§ WORK INSTRUCTIONS: Please go line by line and repeat the data below exactly, with no images.

§ AVAILABLE RECORDS:

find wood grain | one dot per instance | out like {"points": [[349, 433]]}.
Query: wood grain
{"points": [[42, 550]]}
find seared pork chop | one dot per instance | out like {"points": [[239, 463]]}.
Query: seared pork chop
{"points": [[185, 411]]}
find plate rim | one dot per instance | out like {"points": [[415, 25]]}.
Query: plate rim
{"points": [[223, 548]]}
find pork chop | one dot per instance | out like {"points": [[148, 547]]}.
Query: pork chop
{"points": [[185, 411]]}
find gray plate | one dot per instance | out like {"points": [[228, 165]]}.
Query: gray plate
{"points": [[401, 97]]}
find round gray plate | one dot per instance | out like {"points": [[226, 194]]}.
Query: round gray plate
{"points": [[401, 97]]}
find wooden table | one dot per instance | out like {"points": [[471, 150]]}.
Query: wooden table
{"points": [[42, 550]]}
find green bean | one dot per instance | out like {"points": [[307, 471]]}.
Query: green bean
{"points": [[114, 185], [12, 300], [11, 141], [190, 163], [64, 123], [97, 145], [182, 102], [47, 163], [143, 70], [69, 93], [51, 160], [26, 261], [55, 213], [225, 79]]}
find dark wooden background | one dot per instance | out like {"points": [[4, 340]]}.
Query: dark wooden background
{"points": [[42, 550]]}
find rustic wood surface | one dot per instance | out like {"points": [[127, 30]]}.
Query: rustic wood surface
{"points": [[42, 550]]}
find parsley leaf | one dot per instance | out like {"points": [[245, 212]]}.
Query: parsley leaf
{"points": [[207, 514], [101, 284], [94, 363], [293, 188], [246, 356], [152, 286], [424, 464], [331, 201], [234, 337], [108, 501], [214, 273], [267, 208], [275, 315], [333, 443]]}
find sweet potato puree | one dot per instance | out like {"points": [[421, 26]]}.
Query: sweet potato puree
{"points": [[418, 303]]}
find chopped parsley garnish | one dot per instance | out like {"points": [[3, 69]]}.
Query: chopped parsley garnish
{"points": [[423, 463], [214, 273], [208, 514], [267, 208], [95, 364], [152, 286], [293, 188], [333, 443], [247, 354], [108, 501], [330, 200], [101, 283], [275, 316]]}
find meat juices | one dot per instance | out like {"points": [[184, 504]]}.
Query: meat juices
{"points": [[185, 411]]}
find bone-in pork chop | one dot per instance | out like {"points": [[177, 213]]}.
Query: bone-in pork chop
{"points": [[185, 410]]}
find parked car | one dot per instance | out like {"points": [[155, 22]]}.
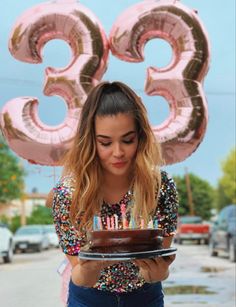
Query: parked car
{"points": [[31, 237], [6, 243], [192, 228], [52, 236], [223, 234]]}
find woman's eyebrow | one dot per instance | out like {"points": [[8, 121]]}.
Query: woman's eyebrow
{"points": [[108, 137]]}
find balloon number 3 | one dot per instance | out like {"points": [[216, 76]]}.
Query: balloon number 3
{"points": [[180, 83]]}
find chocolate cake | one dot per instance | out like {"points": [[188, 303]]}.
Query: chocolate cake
{"points": [[125, 241]]}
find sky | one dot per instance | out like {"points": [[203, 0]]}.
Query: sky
{"points": [[23, 79]]}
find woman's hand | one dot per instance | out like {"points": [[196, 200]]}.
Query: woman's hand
{"points": [[155, 269], [87, 272]]}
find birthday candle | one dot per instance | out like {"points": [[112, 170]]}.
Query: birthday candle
{"points": [[108, 223], [156, 224], [116, 221], [112, 223], [150, 224], [94, 222], [132, 223], [123, 211], [100, 223]]}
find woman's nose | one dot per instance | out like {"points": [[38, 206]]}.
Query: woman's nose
{"points": [[118, 151]]}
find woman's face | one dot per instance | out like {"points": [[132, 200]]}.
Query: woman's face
{"points": [[117, 142]]}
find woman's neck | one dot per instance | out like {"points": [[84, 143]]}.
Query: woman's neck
{"points": [[115, 187]]}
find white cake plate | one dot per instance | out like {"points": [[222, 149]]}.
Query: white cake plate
{"points": [[127, 256]]}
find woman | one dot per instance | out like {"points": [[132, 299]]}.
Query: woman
{"points": [[114, 160]]}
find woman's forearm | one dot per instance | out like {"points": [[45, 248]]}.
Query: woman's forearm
{"points": [[82, 277]]}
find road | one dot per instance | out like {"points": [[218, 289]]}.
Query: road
{"points": [[32, 280]]}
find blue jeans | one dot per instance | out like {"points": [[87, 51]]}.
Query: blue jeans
{"points": [[149, 295]]}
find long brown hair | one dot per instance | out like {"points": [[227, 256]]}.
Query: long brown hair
{"points": [[82, 161]]}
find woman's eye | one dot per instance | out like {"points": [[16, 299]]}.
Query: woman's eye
{"points": [[105, 144], [128, 141]]}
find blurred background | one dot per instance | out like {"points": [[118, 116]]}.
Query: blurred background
{"points": [[205, 180]]}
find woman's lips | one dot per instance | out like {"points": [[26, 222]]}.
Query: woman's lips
{"points": [[119, 164]]}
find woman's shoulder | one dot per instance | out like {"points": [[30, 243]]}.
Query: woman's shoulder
{"points": [[168, 185], [62, 193]]}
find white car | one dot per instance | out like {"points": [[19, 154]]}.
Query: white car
{"points": [[30, 237], [6, 244], [51, 234]]}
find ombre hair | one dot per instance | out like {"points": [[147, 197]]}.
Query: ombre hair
{"points": [[109, 99]]}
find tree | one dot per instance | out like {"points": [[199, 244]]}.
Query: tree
{"points": [[202, 196], [226, 190], [11, 175], [40, 215]]}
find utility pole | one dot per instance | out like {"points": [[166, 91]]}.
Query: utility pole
{"points": [[189, 193]]}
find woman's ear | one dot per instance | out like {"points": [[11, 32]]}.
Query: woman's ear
{"points": [[49, 199]]}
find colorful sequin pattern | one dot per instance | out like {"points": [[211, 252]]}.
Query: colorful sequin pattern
{"points": [[124, 276]]}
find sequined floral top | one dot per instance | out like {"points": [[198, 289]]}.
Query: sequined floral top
{"points": [[123, 276]]}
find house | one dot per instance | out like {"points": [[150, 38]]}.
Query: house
{"points": [[23, 207]]}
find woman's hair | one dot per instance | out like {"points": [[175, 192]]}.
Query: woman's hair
{"points": [[109, 99]]}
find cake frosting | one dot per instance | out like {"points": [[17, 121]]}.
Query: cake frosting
{"points": [[124, 240]]}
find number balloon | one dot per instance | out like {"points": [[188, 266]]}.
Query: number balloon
{"points": [[74, 23], [181, 81]]}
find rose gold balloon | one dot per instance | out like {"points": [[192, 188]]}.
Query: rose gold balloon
{"points": [[181, 81], [74, 23]]}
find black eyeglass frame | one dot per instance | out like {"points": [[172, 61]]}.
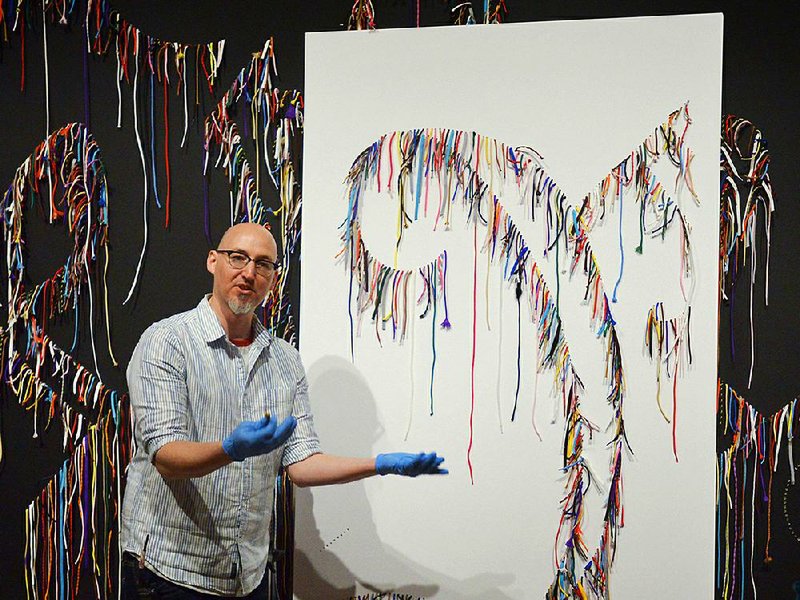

§ WRITTEN ANSWER:
find wood grain | one dot per instance | out like {"points": [[349, 433]]}.
Query: wood grain
{"points": [[42, 550]]}
find seared pork chop | one dot per instance | out like {"points": [[239, 463]]}.
Query: seared pork chop
{"points": [[185, 411]]}
find plate rim | one dot per instance | out like {"points": [[415, 25]]}.
Query: plate rim
{"points": [[223, 548]]}
find pork chop | one dot per instance | out like {"points": [[148, 547]]}.
Query: pork chop
{"points": [[185, 411]]}
find gray plate | one dot per instance | out like {"points": [[228, 165]]}.
Query: gray plate
{"points": [[401, 97]]}
find round gray plate | one dot per instance | out like {"points": [[226, 194]]}.
Query: round gray plate
{"points": [[401, 97]]}
find wooden table | one dot per instance | out like {"points": [[471, 150]]}.
Query: wooden table
{"points": [[42, 550]]}
find green bean | one dot per instance | out like {"points": [[307, 471]]}.
Query: green bean
{"points": [[114, 185], [12, 300], [11, 141], [190, 163], [64, 123], [97, 145], [182, 102], [47, 163], [143, 70], [69, 93], [51, 160], [26, 261], [55, 213], [225, 79]]}
find dark wooden background | one dot per instance | out like {"points": [[4, 340]]}.
Query: dark wooden background
{"points": [[42, 550]]}
find rustic wood surface | one dot per instance | out like {"points": [[127, 30]]}.
Query: rustic wood surface
{"points": [[42, 550]]}
find parsley leaf | one dot per instance | out like {"points": [[245, 212]]}.
Query: parsley leaf
{"points": [[207, 514], [101, 284], [94, 363], [293, 188], [246, 356], [152, 286], [424, 464], [331, 201], [234, 337], [108, 501], [214, 273], [267, 208], [275, 315], [333, 443]]}
find sweet potato puree | one dot per instance | out like {"points": [[421, 26]]}.
Query: sweet potato puree
{"points": [[418, 303]]}
find chopped parsley garnish | one dot per instance | out like {"points": [[3, 69]]}.
Query: chopped parsley garnish
{"points": [[423, 463], [214, 273], [208, 514], [267, 208], [95, 364], [152, 286], [293, 188], [333, 443], [247, 354], [108, 501], [330, 200], [101, 283], [275, 316]]}
find meat juices | one dot per instance | out like {"points": [[184, 504]]}.
Query: meat juices
{"points": [[185, 411]]}
find bone-in pork chop | one dot per instance | out like {"points": [[177, 213]]}.
Query: bone-in pork chop
{"points": [[185, 410]]}
find parked car | one dot per instance | out like {"points": [[155, 22]]}.
Query: parked car
{"points": [[31, 237], [6, 243], [192, 228], [52, 236], [223, 234]]}
find woman's eyebrow | one dot per instance | out like {"points": [[8, 121]]}.
Query: woman's eyebrow
{"points": [[108, 137]]}
find balloon number 3 | one dot per instance | out like {"points": [[216, 76]]}.
Query: balloon number 3
{"points": [[180, 83]]}
find chocolate cake | one dot per instance | out like {"points": [[188, 303]]}.
Query: chocolate cake
{"points": [[125, 241]]}
find sky | one dot per instance | out like {"points": [[203, 0]]}.
Query: sky
{"points": [[23, 79]]}
find woman's hand | one dot per instance | out like {"points": [[196, 200]]}.
Query: woman's hand
{"points": [[155, 269], [87, 272]]}
find birthday candle | one dot per instance | out like {"points": [[112, 170]]}.
Query: birthday candle
{"points": [[108, 223], [156, 224], [116, 221], [112, 223], [150, 224], [94, 222], [132, 223], [123, 211], [100, 223]]}
find woman's nose | one dot per instance | out like {"points": [[38, 206]]}.
Query: woman's nose
{"points": [[118, 151]]}
find woman's face | one dot per instance | out like {"points": [[132, 200]]}.
Query: woman's face
{"points": [[117, 142]]}
find woman's neck | one dot per instance | out like {"points": [[84, 143]]}.
Query: woman's neck
{"points": [[115, 187]]}
find white cake plate | one dot per instance | out like {"points": [[222, 149]]}.
Query: white cake plate
{"points": [[127, 256]]}
find woman | one dot per instance | out like {"points": [[132, 299]]}.
Query: woman
{"points": [[114, 160]]}
find woman's forearm | one dot per instance | out like {"points": [[45, 248]]}.
Query: woman's forearm
{"points": [[82, 277]]}
find road | one dot per instance | out like {"points": [[218, 289]]}.
Query: road
{"points": [[32, 280]]}
find blue jeans | one dot per instance | out like {"points": [[87, 51]]}.
Query: blue jeans
{"points": [[149, 295]]}
find long brown hair | one dot per instance | out like {"points": [[227, 256]]}.
Query: long brown hair
{"points": [[82, 161]]}
find woman's eye | one dot per instance | out like {"points": [[16, 299]]}.
Query: woman's eye
{"points": [[105, 144], [128, 141]]}
find blurred background | one dot per instance | out like {"points": [[118, 116]]}.
Query: blurred background
{"points": [[205, 180]]}
find woman's lips | one dot per instance | out like {"points": [[26, 222]]}.
Query: woman's lips
{"points": [[119, 164]]}
find woman's shoulder | one dot per instance | out like {"points": [[30, 243]]}.
Query: woman's shoulder
{"points": [[168, 185], [62, 193]]}
find white car | one dot per instance | out like {"points": [[19, 154]]}.
Query: white car
{"points": [[30, 237], [6, 244], [51, 234]]}
find ombre hair | one dot per instance | out like {"points": [[147, 197]]}.
Query: ombre hair
{"points": [[109, 99]]}
find tree | one dot per instance | out like {"points": [[199, 244]]}.
Query: tree
{"points": [[202, 196], [226, 190], [11, 175], [40, 215]]}
find utility pole | one dot per instance | out like {"points": [[166, 91]]}.
Query: utility pole
{"points": [[189, 193]]}
find woman's ear | one dot per instance | out like {"points": [[11, 32]]}.
Query: woman's ear
{"points": [[49, 199]]}
find colorful sequin pattern | one dot per instance | out like {"points": [[211, 252]]}.
Query: colorful sequin pattern
{"points": [[124, 276]]}
find sequined floral top | one dot per instance | out like {"points": [[198, 289]]}.
Query: sequined floral top
{"points": [[123, 276]]}
find house | one dot per instance | out like {"points": [[150, 38]]}.
Query: house
{"points": [[23, 207]]}
find woman's hair | one dot per instance | out like {"points": [[175, 192]]}.
Query: woman's hair
{"points": [[109, 99]]}
find cake frosting | one dot per instance | out like {"points": [[17, 121]]}.
Query: cake frosting
{"points": [[124, 240]]}
find number balloon | one dot per instance | out like {"points": [[188, 266]]}.
Query: number balloon
{"points": [[74, 23], [181, 81]]}
find rose gold balloon | one dot per instance | out like {"points": [[192, 188]]}.
Query: rose gold balloon
{"points": [[181, 81], [74, 23]]}
find black eyeglass frame | one dot per instance | out like {"points": [[172, 61]]}.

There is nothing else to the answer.